-- START OF Data records --

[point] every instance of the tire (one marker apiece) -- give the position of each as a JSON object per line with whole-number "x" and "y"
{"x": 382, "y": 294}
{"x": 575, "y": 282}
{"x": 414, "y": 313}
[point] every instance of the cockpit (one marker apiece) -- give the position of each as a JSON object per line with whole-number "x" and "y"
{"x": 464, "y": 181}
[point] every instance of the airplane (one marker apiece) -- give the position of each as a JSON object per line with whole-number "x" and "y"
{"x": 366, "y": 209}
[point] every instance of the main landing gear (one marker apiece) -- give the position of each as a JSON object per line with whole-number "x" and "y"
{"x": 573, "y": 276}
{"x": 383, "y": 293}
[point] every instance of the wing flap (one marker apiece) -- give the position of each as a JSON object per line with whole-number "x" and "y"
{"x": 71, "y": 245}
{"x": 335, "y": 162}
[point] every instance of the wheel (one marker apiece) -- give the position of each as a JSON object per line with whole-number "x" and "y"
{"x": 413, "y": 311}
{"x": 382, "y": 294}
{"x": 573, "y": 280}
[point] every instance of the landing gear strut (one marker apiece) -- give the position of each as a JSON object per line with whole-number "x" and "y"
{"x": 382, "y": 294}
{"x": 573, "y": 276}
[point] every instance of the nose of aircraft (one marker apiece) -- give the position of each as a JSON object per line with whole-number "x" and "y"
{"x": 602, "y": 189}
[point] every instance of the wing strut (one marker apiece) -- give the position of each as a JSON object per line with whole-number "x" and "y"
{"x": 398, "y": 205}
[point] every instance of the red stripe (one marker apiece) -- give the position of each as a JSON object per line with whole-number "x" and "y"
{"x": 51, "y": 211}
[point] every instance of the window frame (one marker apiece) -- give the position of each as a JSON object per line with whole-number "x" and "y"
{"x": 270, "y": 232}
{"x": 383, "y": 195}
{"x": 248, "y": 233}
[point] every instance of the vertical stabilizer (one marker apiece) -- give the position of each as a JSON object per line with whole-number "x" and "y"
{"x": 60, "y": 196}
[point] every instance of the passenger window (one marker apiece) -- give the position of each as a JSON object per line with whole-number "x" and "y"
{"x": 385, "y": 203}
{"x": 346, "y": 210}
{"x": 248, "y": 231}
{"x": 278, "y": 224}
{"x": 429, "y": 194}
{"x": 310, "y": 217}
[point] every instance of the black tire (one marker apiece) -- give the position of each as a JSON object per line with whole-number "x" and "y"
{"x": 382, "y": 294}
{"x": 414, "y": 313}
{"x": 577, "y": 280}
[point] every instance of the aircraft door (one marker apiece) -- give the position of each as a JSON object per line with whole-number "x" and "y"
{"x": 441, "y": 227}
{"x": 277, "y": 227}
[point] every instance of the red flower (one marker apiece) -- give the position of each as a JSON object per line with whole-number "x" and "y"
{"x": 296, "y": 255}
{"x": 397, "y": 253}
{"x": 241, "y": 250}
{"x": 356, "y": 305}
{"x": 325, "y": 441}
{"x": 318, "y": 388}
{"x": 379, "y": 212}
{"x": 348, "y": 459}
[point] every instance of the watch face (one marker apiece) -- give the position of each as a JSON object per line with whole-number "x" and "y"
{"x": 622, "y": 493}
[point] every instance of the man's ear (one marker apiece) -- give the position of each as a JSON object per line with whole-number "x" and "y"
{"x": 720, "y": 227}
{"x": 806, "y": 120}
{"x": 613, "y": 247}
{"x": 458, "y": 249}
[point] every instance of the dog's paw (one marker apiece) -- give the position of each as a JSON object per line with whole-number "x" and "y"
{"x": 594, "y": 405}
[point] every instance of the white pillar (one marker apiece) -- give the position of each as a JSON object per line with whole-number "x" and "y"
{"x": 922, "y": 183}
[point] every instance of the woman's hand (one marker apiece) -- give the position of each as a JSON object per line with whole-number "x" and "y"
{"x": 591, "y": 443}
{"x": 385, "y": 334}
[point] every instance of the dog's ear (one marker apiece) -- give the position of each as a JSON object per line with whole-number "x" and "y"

-- END OF Data records --

• **What the task requires**:
Copy all of the entries above word for word, changing nothing.

• **Solved exercise**:
[point] every instance of the tire (one marker apiece) -- give the position of each as a JSON object per line with whole-number "x" and "y"
{"x": 382, "y": 294}
{"x": 575, "y": 282}
{"x": 414, "y": 313}
[point] every instance of the cockpit (one marker apiece) -- give the position of each as a JSON object per line with whole-number "x" and "y"
{"x": 464, "y": 181}
[point] every instance of the airplane (one marker apiece) -- give the position of each as a JSON object per line with whole-number "x" and "y"
{"x": 366, "y": 209}
[point] every instance of the main landing gear (one marker apiece) -- give the position of each as a JSON object per line with whole-number "x" and "y"
{"x": 573, "y": 276}
{"x": 383, "y": 293}
[point] every instance of the wing flap (one marker apiece) -- give the position of each as a JSON object per line with whole-number "x" and "y"
{"x": 71, "y": 245}
{"x": 335, "y": 162}
[point] every instance of the wheel (one marker apiece) -- give the position of each as a JSON object per line with whole-number "x" and "y"
{"x": 413, "y": 311}
{"x": 382, "y": 294}
{"x": 573, "y": 280}
[point] every instance of the landing gear strut (one marker apiece) -- give the position of each as a JSON object per line with whole-number "x" and "y"
{"x": 382, "y": 294}
{"x": 573, "y": 276}
[point] every instance of the nose of aircraft (one marker apiece) -- give the position of each as a JSON object per line with whole-number "x" and "y"
{"x": 602, "y": 189}
[point] every instance of the wing strut (one marker apiece) -- give the position of each as a JSON object per line with whole-number "x" and "y"
{"x": 398, "y": 205}
[point] every instance of the red stripe (one marker apiece) -- give the position of each as a JSON object per line with whole-number "x" and "y"
{"x": 51, "y": 211}
[point] every instance of the window frame (one marker apiece) -- give the position of each as a JSON object per line with whole-number "x" and "y"
{"x": 270, "y": 232}
{"x": 383, "y": 195}
{"x": 248, "y": 233}
[point] every instance of the vertical stabilizer (one marker apiece) -- give the position of each as a JSON object per line with whole-number "x" and "y"
{"x": 60, "y": 196}
[point] every instance of the passenger window (one marker apiece) -- give the position of each as a JSON object per line with whole-number "x" and "y"
{"x": 385, "y": 203}
{"x": 346, "y": 210}
{"x": 248, "y": 231}
{"x": 278, "y": 224}
{"x": 429, "y": 194}
{"x": 310, "y": 217}
[point] every instance of the black tire (one marker apiece) -- give the position of each as a JSON object per line with whole-number "x" and "y"
{"x": 382, "y": 294}
{"x": 414, "y": 313}
{"x": 577, "y": 280}
[point] every instance of the aircraft door (one marker apiece) -- give the position of each as a JSON object per line with whole-number "x" and "y"
{"x": 441, "y": 227}
{"x": 277, "y": 227}
[point] every instance of the red flower (one marker apiece) -- give the position of each as a JSON object per line with whole-number "x" and "y"
{"x": 296, "y": 255}
{"x": 397, "y": 253}
{"x": 241, "y": 250}
{"x": 356, "y": 305}
{"x": 325, "y": 441}
{"x": 318, "y": 388}
{"x": 379, "y": 212}
{"x": 348, "y": 459}
[point] every instance of the watch face (one marker apiece) -- give the position of each as a JSON object per line with whole-number "x" and "y"
{"x": 622, "y": 493}
[point] every instance of the man's ear (one marker apiece) -- give the position of each as a JSON object per line with whole-number "x" and "y"
{"x": 720, "y": 227}
{"x": 806, "y": 120}
{"x": 613, "y": 247}
{"x": 458, "y": 249}
[point] every instance of the dog's paw (one marker apiece) -- give the position of each as a JSON object per line with whole-number "x" and "y"
{"x": 594, "y": 405}
[point] every instance of the white pillar (one marker apiece) -- give the position of each as a JSON object per line with whole-number "x" and "y"
{"x": 922, "y": 183}
[point] every instance of the woman's hand (one marker apiece) -- give the position of each as a JSON object per line with whole-number "x" and "y"
{"x": 591, "y": 443}
{"x": 385, "y": 334}
[point] every instance of the dog's ear (one marker apiece) -- give the position of each as a JSON object per line with whole-number "x" and "y"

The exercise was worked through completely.